## [Work required]
Copy the knitting blog text word for word, between "It's quite a" and "for counting rows.", inclusive.

## [Given passage]
◆ ◆ ◆ ◆ ◆ ◆ ◆

Then comes a long stretch of stockinette knit back and forth.  I haven't done so much purling in a long time, but when I'm excited about a design. . .

It's quite a cropped sweater which doesn't really suit me, but it is easy enough to lengthen and I appreciated that the designer put a note in the pattern at the point where you could do so.  I added thirty rows, and this is what the front now looks like (the final two rectangles are picked up next but I haven't yet decided on a colour).

I next decided to knit the back. Again, an awful lot of stockinette back and forth. So in order to keep my interest, I decided to stripe it.  It's also useful for counting rows.

The yarn is Jamieson & Smith 2ply jumperweight (grey and beige) and the red is Jamieson & Smith Heritage Light Fingering.  Now I am half way up one sleeve.  I'll finish the second sleeve and then make a final decision on that last colour. Stay tuned. . .

Friday, 10 November 2017

A Very Special Jumper. . .

Earlier this week, I finished my Ola Yoke jumper, designed by the very talented Ella Gordon.  I started the sweater while still in Shetland, and it holds a lot of great memories for me.  The dark charcoal grey is Jamieson & Smith 2ply jumper weight.  Ella herself sold me the cone at J & S headquarters in Lerwick.  The yoke is knit out of a variegated merino yarn by Nova Scotia's Fleece Artist, part of a series of special skeins celebrating Canada's National Parks. The lovely Janet, who was part of our knitting group exploring Shetland (and a fellow Canadian), kindly brought each of us a skein of this very special yarn.

As soon as I saw the colourway - Nunavut - with all its glacial, icicle-like blues and whites, I was reminded of Canadian painter Lawren Harris, in particular his paintings of Baffin Island and the far north of Canada.  I really wanted to use Janet's gift in a garment that would remind me of the great adventure we all had, the friendships we formed, and all the laughs (and there were many).  This pattern and yarn was perfect.

I added a few rows of purple (it's either J & S or Jamieson's of Shetland 4ply - I have long lost the ball band), as a nod to Harris who often includes the colour in his paintings.

I am completely in love with this jumper.  Of all the garments I've knit this year, it definitely has the best fit. The Shetland wool is warm and cozy, and it just feels so good to wear this. The only modification I made was to add a few extra decrease rows for a smaller neckline.  And this will always remind me of a fabulous vacation with a great group of women.

Friday, 27 October 2017

Off the Needles and On. . .

It seems an age since I posted any of my knitting but as I always have several projects on the needles, things are actually getting finished!

I enough scarves and shawls to last me a lifetime, but I just can't stop knitting them. They are my favourite portable project and one always has to have one of those tucked away in the bag!  They are also the best projects to try out new techniques or stitch patterns, or even how a yarn behaves.

◆ ◆ ◆ ◆ ◆ ◆ ◆

## [Provided information]
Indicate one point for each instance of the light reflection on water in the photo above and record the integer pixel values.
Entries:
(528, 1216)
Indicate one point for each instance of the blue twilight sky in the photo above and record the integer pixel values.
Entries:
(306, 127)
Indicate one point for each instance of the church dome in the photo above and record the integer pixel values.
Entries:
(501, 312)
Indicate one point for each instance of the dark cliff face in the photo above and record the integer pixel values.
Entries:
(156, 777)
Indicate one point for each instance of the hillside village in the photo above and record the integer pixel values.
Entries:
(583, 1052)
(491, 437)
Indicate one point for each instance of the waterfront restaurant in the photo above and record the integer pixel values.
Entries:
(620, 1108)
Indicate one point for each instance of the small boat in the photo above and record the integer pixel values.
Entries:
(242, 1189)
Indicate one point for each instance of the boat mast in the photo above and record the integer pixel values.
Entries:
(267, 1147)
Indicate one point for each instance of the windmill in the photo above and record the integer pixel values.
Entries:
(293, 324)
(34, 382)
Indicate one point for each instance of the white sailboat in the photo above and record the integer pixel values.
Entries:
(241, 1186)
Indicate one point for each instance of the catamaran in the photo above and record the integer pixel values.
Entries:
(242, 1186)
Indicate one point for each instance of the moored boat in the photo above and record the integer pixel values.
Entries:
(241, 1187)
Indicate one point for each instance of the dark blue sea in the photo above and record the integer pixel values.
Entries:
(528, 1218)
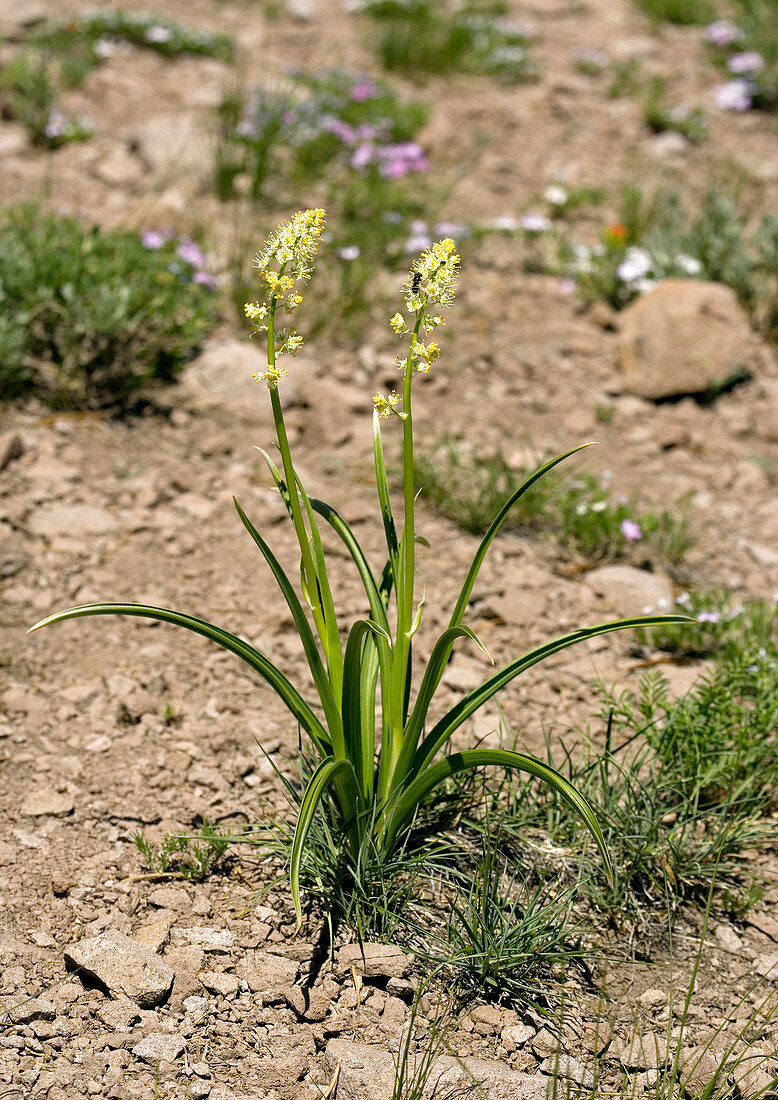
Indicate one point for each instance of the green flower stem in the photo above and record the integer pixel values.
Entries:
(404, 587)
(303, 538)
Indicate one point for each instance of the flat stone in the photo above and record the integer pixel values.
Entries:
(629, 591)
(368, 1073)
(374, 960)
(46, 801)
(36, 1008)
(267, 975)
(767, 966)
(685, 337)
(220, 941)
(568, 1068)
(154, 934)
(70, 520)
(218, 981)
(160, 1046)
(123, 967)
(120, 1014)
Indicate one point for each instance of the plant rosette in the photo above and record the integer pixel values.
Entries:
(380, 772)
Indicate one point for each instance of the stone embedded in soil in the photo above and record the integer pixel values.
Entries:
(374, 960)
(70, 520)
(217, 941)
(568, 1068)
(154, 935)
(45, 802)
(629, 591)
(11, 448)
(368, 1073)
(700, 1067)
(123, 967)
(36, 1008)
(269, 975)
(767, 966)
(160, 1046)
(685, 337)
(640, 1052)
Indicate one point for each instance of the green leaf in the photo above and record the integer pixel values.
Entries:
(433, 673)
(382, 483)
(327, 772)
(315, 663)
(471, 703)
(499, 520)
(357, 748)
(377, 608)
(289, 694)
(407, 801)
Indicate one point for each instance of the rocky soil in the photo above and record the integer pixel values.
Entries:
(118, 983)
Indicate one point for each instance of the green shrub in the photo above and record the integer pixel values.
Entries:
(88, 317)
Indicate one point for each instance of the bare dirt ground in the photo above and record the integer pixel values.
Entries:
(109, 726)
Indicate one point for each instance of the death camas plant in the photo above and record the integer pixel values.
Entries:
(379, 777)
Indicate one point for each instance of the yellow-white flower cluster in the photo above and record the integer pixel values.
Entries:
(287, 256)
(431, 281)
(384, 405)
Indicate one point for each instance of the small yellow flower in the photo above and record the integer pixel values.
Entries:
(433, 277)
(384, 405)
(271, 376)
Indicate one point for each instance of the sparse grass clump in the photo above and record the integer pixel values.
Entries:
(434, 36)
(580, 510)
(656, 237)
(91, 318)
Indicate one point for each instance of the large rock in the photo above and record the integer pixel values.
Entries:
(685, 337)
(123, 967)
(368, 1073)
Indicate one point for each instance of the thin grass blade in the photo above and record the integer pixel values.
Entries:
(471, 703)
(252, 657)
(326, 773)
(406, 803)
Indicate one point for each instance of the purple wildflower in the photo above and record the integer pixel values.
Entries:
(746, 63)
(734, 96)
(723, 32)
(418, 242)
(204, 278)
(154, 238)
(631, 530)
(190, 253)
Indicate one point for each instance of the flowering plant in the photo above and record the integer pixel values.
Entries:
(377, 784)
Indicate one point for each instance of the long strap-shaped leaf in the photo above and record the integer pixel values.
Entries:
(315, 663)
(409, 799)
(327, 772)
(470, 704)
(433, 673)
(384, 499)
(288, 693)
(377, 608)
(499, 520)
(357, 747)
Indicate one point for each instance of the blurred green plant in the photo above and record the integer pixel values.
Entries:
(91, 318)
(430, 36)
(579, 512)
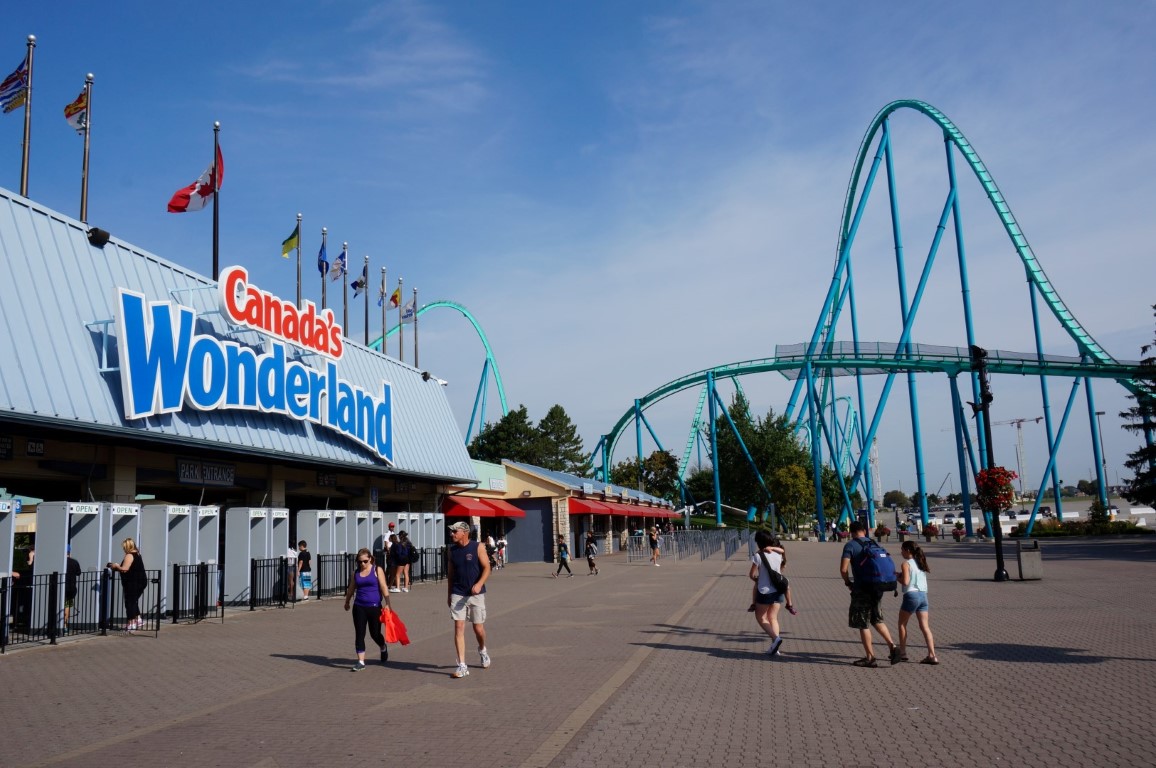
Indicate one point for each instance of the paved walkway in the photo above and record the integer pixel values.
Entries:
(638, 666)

◆ ◆ ◆ ◆ ◆ ◆ ◆

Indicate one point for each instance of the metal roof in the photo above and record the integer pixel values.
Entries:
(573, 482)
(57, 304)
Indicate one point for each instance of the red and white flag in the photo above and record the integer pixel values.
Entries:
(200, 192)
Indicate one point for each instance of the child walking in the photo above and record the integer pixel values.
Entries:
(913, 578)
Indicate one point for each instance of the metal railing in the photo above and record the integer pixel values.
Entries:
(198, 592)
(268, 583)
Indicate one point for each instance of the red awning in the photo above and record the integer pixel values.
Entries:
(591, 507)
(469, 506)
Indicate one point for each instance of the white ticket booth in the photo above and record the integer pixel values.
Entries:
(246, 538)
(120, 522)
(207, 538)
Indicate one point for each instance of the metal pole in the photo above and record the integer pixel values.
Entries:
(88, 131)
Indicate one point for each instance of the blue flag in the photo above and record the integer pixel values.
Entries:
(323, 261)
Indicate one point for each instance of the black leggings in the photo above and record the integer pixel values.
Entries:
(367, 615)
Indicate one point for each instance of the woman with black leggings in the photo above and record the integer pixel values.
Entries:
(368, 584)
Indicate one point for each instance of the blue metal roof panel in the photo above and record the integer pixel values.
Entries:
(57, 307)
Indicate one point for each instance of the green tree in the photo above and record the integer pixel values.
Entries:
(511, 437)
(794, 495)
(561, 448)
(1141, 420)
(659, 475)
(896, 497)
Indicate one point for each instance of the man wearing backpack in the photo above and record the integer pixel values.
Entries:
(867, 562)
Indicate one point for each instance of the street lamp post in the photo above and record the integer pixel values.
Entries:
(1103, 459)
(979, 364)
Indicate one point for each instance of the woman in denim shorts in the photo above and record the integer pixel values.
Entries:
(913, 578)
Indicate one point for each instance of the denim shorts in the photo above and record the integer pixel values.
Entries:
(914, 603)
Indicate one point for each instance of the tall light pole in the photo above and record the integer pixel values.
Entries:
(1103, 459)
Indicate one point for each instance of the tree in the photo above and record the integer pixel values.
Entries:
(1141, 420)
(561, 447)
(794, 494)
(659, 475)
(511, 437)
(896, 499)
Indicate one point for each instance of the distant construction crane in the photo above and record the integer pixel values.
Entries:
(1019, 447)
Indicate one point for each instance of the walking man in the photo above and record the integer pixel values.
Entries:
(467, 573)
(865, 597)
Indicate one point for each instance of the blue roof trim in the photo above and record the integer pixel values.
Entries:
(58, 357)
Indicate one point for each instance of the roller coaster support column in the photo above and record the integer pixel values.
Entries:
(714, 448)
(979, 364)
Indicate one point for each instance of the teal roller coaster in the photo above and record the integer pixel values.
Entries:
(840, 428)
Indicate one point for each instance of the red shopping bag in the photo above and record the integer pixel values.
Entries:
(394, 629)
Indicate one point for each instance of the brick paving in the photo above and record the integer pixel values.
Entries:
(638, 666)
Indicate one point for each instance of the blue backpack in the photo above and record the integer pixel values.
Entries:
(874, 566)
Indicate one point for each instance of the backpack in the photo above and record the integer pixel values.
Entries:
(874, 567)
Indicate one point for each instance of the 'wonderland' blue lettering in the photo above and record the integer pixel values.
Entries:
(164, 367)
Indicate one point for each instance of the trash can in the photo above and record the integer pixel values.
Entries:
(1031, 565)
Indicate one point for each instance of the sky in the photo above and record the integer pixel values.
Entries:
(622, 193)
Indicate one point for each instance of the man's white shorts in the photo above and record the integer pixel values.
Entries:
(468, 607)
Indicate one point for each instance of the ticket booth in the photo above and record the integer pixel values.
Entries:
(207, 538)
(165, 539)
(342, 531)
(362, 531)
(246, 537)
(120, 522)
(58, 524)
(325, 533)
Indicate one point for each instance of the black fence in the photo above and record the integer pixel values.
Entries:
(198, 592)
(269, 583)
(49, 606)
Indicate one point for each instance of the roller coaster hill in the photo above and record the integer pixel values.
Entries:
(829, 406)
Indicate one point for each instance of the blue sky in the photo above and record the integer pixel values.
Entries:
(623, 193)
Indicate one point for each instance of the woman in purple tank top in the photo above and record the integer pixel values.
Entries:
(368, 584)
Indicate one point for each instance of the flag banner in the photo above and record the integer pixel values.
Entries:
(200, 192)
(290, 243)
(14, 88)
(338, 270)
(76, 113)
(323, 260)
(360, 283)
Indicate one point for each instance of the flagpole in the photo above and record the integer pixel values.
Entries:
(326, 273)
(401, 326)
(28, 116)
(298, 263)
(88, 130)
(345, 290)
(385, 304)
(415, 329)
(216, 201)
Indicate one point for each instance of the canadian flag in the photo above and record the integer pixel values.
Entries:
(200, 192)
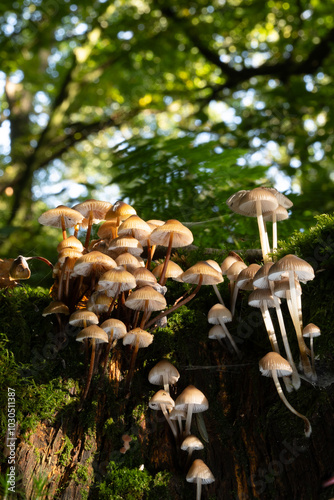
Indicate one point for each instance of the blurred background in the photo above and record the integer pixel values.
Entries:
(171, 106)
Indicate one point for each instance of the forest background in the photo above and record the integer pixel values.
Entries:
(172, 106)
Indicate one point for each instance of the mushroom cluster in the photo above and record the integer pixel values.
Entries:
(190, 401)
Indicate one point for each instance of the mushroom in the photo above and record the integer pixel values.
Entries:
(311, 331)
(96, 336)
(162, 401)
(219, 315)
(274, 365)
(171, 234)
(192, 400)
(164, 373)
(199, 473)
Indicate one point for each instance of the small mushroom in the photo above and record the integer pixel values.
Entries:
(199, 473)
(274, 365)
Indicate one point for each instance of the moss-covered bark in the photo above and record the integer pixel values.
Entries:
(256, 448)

◆ ◆ ◆ ◆ ◆ ◆ ◆

## [Exercise response]
It's quite a cropped sweater which doesn't really suit me, but it is easy enough to lengthen and I appreciated that the designer put a note in the pattern at the point where you could do so.  I added thirty rows, and this is what the front now looks like (the final two rectangles are picked up next but I haven't yet decided on a colour).

I next decided to knit the back. Again, an awful lot of stockinette back and forth. So in order to keep my interest, I decided to stripe it.  It's also useful for counting rows.